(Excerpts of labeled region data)

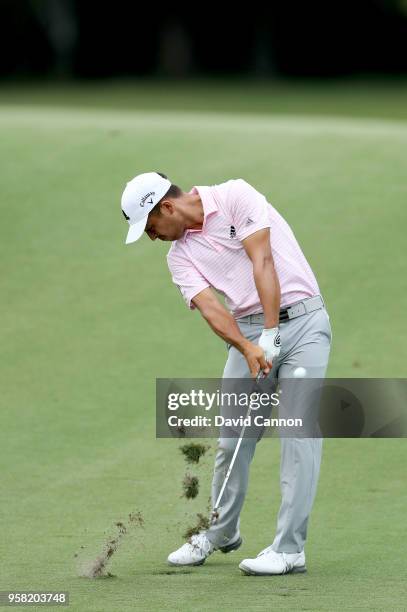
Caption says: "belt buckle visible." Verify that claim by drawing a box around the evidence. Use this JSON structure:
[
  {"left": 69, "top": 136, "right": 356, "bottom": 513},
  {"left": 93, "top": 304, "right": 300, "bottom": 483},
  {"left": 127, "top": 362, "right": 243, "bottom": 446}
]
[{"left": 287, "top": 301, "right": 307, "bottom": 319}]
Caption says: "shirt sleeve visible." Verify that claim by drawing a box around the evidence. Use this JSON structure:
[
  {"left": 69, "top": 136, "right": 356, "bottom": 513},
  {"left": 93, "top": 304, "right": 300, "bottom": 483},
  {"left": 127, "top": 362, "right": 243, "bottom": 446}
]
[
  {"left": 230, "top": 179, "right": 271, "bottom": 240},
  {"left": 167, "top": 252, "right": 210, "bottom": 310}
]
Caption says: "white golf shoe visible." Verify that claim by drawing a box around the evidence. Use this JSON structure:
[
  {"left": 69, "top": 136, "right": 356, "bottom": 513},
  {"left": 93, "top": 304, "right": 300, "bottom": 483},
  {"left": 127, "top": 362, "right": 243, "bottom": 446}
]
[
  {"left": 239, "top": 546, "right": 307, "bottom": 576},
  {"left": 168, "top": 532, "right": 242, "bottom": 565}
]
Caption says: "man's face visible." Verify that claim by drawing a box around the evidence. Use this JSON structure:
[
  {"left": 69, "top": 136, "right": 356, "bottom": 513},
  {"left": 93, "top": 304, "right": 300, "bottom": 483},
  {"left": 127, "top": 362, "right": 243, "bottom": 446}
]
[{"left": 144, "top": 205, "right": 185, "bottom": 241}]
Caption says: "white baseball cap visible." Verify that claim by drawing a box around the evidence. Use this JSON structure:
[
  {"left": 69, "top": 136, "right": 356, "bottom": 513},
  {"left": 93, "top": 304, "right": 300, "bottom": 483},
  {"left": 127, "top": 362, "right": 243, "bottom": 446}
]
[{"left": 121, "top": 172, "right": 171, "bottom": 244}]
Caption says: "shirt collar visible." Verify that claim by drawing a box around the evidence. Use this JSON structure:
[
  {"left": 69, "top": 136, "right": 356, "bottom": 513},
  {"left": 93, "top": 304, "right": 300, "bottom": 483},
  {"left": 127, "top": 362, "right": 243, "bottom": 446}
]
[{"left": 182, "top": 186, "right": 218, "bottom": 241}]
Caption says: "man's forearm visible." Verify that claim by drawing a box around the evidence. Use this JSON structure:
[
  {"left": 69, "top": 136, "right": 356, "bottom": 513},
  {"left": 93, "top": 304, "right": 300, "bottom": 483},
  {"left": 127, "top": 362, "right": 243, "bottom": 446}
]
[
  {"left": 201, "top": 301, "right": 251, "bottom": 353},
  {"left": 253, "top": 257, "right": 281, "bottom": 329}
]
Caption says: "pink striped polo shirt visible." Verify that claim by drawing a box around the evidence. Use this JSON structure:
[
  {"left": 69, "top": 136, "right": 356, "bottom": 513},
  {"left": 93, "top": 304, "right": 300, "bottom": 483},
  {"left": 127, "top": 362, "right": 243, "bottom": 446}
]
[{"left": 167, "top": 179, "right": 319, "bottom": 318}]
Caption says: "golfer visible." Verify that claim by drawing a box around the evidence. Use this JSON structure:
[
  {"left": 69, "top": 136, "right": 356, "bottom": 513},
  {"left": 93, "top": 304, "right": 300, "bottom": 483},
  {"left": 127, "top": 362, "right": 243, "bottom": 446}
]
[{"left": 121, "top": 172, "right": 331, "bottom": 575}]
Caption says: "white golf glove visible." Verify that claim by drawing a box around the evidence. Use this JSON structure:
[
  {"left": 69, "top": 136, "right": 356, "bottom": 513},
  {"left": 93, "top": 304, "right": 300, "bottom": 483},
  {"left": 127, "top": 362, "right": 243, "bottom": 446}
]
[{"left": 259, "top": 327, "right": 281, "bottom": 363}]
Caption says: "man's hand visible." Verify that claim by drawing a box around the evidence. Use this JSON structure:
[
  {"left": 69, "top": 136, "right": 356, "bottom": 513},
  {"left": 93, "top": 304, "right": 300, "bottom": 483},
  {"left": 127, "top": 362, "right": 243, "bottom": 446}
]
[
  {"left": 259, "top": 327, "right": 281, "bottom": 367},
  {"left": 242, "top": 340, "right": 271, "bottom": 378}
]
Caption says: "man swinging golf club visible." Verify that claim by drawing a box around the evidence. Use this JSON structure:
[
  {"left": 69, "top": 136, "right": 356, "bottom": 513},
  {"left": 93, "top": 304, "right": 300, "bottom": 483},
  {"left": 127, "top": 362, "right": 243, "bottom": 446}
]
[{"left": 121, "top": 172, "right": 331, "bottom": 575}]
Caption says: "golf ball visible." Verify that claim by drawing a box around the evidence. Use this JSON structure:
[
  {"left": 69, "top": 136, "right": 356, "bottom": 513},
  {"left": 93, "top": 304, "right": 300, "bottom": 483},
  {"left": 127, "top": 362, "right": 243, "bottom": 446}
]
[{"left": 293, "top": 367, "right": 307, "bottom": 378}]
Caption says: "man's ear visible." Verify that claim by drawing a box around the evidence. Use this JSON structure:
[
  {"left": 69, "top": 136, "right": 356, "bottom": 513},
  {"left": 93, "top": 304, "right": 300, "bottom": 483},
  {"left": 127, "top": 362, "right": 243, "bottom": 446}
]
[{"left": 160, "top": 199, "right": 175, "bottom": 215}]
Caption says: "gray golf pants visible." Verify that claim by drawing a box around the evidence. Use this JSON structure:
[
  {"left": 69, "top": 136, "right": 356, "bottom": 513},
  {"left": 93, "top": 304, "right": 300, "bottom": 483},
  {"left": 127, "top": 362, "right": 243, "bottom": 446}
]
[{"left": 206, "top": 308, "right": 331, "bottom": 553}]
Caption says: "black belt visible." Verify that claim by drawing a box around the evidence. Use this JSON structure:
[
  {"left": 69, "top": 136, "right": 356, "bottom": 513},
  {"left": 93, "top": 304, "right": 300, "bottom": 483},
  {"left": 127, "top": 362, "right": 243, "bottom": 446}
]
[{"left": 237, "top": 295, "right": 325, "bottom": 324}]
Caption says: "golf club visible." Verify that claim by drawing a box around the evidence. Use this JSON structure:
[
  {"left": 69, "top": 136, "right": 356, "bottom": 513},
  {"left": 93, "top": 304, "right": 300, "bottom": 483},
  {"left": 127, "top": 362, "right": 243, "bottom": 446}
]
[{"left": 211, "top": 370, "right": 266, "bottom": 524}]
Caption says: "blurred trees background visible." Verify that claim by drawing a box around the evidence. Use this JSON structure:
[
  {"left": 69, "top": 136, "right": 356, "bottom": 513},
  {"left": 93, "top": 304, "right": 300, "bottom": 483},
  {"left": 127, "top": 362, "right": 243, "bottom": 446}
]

---

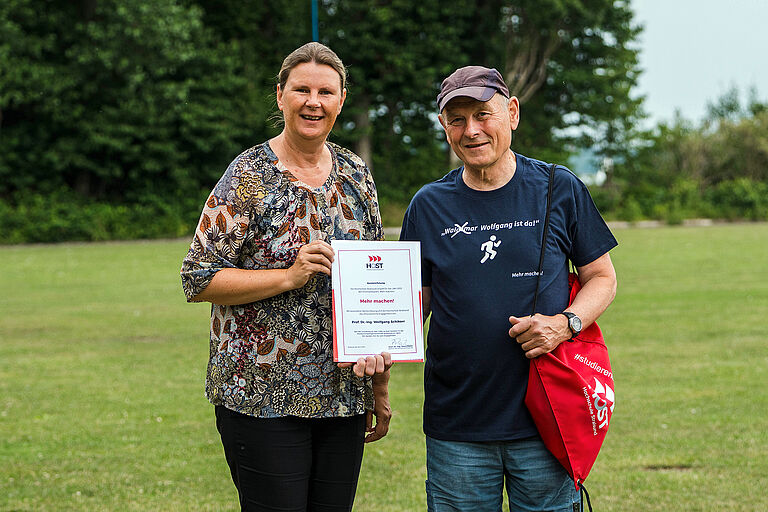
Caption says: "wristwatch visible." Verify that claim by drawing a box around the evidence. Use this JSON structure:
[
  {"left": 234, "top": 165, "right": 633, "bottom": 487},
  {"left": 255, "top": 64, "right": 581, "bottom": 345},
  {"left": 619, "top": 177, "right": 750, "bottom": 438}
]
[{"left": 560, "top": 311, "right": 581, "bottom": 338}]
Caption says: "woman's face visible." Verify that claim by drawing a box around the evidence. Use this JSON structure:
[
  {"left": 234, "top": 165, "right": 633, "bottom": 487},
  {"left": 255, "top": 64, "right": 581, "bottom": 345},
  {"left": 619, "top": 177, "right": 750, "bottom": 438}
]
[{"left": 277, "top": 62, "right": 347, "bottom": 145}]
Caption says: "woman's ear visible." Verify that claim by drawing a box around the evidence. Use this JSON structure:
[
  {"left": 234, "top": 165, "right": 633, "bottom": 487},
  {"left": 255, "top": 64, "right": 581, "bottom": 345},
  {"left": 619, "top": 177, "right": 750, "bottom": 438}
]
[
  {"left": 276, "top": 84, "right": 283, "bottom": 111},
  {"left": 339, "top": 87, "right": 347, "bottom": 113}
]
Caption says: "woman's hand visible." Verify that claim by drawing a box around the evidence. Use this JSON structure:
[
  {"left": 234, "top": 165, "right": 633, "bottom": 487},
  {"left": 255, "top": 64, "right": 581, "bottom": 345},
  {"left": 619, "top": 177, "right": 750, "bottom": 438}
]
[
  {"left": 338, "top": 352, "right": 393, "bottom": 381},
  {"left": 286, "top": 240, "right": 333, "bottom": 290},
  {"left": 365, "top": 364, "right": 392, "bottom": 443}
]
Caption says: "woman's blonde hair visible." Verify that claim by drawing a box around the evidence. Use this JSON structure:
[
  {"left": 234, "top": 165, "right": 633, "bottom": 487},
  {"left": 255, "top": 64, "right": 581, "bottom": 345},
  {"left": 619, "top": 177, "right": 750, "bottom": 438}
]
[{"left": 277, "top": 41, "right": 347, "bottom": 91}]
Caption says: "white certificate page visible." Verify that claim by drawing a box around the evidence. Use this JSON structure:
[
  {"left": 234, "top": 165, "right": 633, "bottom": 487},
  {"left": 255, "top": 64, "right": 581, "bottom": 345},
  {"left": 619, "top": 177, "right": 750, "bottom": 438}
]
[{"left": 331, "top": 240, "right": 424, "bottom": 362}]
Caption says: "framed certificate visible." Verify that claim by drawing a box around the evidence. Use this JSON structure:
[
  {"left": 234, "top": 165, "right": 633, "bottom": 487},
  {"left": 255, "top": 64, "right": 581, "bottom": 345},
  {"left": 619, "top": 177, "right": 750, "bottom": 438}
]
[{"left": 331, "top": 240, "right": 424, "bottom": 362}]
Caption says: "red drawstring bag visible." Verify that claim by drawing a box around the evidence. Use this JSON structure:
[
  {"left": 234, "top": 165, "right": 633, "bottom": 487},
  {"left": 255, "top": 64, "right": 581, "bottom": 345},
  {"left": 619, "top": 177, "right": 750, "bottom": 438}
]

WORK TO COMPLETE →
Pick out every row above that contains the word "certificate" and copy each of those rows. Letter case matters.

RESPONSE TO THIS EXERCISE →
Caption says: "white certificate page visible." Verify that claim by drawing a box around the evidence. Use this JSON structure:
Caption says: "framed certificate visible." Verify that claim by drawing a box around the evidence. Use this JSON structure:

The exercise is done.